YOUR GOAL:
Go through the entries below and say how many lines contain the string "visible"; write only that number.

┌─ RECORDS PROVIDED

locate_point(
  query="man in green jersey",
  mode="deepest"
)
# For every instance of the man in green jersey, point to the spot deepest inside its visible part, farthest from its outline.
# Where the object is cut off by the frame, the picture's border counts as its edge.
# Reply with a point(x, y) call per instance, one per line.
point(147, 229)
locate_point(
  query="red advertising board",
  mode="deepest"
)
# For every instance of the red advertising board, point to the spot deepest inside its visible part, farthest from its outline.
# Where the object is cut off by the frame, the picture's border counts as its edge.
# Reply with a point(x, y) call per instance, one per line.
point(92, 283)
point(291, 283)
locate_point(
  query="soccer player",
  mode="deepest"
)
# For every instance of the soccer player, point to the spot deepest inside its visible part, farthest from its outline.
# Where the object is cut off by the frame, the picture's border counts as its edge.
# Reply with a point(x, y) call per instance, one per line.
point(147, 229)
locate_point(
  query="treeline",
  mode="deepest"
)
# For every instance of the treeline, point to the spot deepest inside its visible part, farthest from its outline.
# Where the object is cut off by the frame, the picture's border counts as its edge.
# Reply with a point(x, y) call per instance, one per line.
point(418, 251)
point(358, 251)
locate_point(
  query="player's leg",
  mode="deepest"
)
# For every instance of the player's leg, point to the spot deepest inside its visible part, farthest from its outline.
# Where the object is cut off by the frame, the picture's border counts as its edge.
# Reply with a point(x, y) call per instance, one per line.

└─

ANSWER TO THE EXERCISE:
5